▸ GOAL OF THE EXERCISE
In full and word for word, restate the lines of the listing.

[Start of section]

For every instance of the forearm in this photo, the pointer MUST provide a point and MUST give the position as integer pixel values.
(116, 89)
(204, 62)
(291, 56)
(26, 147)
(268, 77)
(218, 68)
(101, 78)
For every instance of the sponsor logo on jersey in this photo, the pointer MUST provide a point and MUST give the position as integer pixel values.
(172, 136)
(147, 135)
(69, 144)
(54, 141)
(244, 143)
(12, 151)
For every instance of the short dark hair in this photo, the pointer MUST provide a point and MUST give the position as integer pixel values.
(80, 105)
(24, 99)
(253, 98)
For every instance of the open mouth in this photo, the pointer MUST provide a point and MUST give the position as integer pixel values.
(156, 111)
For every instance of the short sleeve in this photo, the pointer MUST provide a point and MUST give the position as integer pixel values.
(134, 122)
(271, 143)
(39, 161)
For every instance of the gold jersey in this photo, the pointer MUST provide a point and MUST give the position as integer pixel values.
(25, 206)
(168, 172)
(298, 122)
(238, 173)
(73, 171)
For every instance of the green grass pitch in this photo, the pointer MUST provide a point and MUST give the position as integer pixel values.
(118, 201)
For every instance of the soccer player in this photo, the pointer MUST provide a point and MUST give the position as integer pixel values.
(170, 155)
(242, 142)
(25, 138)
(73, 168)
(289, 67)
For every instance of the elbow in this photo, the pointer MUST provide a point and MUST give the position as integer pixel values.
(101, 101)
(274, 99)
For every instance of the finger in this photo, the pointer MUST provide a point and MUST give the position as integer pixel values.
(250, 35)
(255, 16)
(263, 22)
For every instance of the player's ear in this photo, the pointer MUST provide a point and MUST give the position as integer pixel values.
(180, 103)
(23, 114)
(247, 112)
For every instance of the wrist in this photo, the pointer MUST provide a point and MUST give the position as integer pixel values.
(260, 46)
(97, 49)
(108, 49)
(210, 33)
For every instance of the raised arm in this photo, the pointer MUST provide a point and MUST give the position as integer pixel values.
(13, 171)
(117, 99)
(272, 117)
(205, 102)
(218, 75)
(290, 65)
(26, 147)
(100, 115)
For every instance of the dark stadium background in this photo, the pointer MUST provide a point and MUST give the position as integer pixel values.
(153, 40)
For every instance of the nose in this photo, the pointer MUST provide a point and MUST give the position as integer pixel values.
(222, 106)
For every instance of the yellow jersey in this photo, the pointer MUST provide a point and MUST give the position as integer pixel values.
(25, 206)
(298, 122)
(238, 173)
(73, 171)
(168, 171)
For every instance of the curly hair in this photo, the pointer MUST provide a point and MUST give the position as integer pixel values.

[End of section]

▸ SOLUTION TO THIS EXERCISE
For every instance of the forearm in this photo, the pointer MUST provide a point and MUST give the position as integer pixel values.
(116, 89)
(204, 62)
(291, 56)
(26, 147)
(268, 77)
(218, 68)
(101, 78)
For every instance of the sponsor logo on jersey in this photo, the pointer MUST provide a point and MUST give the position as integer pixel values.
(172, 136)
(147, 135)
(69, 144)
(54, 141)
(244, 143)
(12, 151)
For every instance of the short dark hair in this photo, the pointer MUST provide a point and MUST give the position as integer pixel values.
(80, 105)
(24, 99)
(253, 98)
For every instance of the open mouth in this photo, the pointer MUST provide a point and MUST give the position as integer pixel values.
(156, 111)
For every instance of the short sleeve in this photo, the pointer MUST provide a point and MUST give the position as integer pixel values.
(134, 122)
(271, 143)
(39, 161)
For every instance of the gold jersey in this photo, the pointer MUST provide a point and MUST give the position as integer pixel values.
(25, 206)
(168, 172)
(298, 122)
(238, 173)
(73, 171)
For every instance of the green grass pitch in this photo, the pointer MUST provide a point and MUST give the position as integer pixel values.
(118, 201)
For every instance of the soccer player in this photo, the pointer MUST provide a point and MUST give the position as integer pixel values.
(170, 155)
(242, 142)
(25, 138)
(73, 168)
(289, 67)
For every instance of the elbow in this photo, the pointer MUST provide a point and MUST give the position as integer pixel values.
(101, 101)
(274, 99)
For every instance of the finger in this photo, the pointer MUST provide a point and MUST give the position as integer pixel values.
(250, 35)
(255, 16)
(263, 22)
For every instance of the player's ear in this photo, the pointer MUST provide a point and MUST give the position as integer pixel values.
(180, 103)
(23, 114)
(247, 112)
For every instance of the wrist in this photo, the pointer MUST provide a point and MUST give the position as integer pixel values.
(260, 46)
(97, 49)
(108, 49)
(210, 33)
For every instance of the raised arm in this photo, the pointer MUST provide a point and MUST give the position as integer pixel values.
(13, 171)
(117, 99)
(272, 117)
(205, 102)
(218, 75)
(290, 65)
(26, 147)
(100, 115)
For every instance of the dark stadium background in this photo, the pointer MUST provide a point and MUST give the position as integer pixel values.
(153, 40)
For every instance of the nose in this photo, the pointer MUST provide a point and MUST give the position as integer pixel values.
(222, 106)
For every instance of the yellow jersey in this photo, the pointer MUST provide a point and MUST give the position as integer pixel values.
(25, 206)
(298, 122)
(238, 173)
(73, 171)
(168, 171)
For every instance of the curly hair in this photo, the pointer MUST provide a point and MUST give the position as integer pixel values.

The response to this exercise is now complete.